[Entries from a pointing dataset]
§

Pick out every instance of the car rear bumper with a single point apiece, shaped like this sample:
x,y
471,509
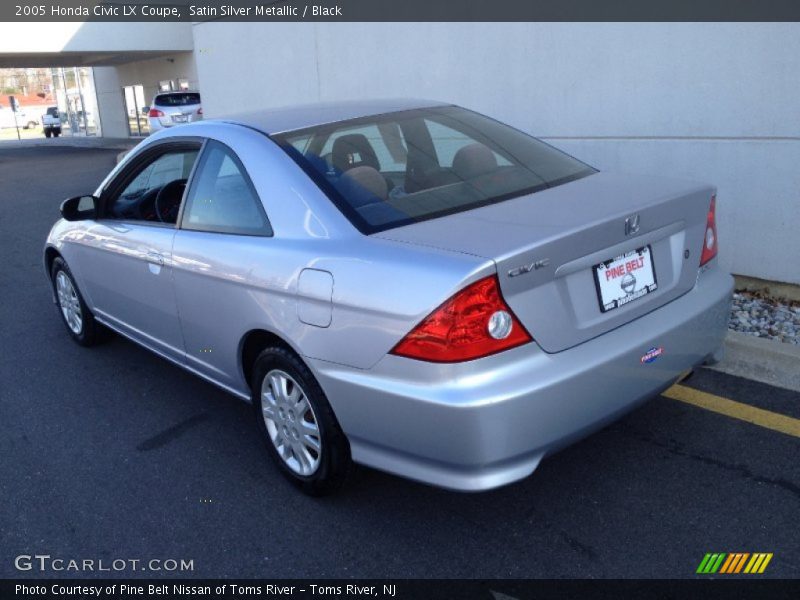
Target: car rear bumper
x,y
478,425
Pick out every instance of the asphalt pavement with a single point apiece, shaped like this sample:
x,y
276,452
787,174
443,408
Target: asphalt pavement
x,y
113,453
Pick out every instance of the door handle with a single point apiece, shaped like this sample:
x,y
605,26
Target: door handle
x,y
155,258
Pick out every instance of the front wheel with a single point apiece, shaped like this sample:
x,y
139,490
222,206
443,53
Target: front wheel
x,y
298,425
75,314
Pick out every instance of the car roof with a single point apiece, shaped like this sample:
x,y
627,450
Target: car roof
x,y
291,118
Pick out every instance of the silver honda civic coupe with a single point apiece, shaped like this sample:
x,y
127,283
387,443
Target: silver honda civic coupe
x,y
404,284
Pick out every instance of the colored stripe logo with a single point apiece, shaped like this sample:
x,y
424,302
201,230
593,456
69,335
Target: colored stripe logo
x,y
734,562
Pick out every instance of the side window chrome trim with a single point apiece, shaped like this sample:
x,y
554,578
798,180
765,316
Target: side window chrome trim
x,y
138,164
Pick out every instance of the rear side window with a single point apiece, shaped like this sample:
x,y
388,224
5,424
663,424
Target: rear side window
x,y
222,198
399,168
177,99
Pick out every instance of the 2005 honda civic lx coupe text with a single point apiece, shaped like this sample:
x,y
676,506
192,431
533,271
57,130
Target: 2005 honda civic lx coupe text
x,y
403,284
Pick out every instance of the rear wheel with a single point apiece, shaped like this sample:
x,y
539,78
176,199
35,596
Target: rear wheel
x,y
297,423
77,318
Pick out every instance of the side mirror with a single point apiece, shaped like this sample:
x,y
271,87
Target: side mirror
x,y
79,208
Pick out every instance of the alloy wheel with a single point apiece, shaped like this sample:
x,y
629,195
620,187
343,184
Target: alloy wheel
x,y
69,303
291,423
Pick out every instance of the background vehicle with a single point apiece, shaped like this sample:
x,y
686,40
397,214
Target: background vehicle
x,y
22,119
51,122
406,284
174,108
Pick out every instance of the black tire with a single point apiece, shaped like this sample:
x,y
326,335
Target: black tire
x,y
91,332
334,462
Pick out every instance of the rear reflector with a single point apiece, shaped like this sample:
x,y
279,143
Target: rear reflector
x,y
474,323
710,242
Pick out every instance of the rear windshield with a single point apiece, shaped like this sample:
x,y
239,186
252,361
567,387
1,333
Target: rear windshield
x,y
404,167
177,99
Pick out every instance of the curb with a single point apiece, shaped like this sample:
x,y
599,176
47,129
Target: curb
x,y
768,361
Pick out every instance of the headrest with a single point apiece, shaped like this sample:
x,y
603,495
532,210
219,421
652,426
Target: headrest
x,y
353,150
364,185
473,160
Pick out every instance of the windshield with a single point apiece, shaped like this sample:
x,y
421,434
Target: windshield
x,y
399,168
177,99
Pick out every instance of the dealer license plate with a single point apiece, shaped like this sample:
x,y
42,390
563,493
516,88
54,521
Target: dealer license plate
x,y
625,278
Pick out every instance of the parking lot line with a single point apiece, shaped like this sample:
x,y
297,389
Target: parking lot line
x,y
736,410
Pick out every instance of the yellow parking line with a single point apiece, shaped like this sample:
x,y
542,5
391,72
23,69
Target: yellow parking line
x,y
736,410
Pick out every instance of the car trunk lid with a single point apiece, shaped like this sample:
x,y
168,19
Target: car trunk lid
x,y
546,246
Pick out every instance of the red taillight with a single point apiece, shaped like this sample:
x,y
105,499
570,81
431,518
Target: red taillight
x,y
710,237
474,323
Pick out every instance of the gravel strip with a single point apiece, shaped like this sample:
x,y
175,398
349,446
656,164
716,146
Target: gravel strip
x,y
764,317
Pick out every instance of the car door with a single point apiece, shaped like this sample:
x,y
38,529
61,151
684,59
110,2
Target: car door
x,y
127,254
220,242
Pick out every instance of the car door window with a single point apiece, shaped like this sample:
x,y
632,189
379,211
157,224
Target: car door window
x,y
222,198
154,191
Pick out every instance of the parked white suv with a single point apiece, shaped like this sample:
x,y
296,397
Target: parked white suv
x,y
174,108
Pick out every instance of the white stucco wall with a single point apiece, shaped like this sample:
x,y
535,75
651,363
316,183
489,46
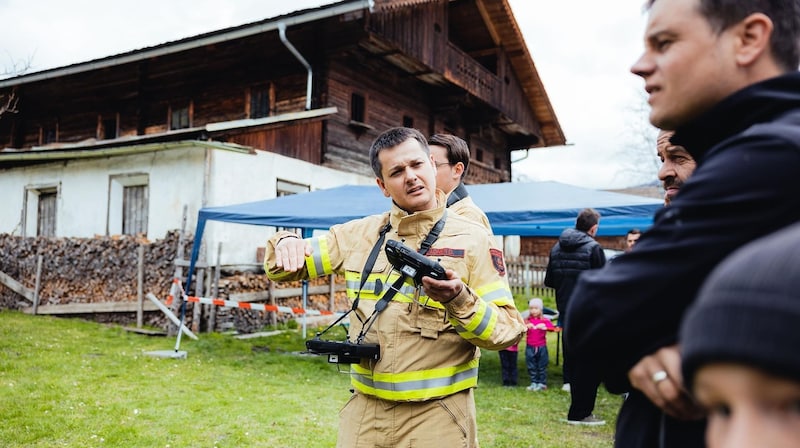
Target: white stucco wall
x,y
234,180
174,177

§

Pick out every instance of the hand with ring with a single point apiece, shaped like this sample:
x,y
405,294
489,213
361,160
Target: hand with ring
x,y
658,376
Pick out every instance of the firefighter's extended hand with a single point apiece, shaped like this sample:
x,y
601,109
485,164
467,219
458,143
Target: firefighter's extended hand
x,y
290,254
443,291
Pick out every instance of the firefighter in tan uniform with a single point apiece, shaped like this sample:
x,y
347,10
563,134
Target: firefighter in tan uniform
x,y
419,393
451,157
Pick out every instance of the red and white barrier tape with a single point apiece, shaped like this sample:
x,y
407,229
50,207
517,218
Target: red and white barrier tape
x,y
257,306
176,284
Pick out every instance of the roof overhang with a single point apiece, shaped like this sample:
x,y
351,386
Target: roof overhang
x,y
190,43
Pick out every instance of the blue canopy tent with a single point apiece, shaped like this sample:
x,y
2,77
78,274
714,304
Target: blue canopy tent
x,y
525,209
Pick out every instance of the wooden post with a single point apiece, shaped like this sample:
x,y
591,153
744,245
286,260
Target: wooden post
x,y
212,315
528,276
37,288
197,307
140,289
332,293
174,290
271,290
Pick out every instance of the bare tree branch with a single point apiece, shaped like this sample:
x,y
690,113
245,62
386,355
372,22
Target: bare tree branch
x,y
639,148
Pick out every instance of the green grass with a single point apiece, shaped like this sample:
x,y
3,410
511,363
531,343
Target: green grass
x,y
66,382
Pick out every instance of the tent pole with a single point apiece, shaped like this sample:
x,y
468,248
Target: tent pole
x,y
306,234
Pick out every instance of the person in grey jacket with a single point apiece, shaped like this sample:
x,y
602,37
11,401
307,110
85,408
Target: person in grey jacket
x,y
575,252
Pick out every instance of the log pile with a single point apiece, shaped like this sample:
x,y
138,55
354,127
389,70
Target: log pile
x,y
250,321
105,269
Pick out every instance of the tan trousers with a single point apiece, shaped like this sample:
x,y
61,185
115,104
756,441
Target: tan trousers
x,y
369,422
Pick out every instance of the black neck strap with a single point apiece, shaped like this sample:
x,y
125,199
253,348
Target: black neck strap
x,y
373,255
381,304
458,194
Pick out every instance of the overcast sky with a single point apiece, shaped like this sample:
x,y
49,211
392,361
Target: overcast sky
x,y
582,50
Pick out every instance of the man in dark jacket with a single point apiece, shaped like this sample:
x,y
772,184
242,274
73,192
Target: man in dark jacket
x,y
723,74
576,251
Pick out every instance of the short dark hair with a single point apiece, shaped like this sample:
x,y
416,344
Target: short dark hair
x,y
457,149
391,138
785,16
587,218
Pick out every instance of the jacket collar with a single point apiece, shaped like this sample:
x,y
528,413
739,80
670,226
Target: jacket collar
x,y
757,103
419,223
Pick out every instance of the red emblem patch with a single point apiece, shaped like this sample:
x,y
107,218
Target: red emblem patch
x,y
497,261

§

**Work to do:** Pick out each line of the entries above that contains the word "strap", and copy those lines in full.

**Finished task:**
Pick out every instance of the black neck strap with a single point apiece, shaped like this sample:
Target: black neck strap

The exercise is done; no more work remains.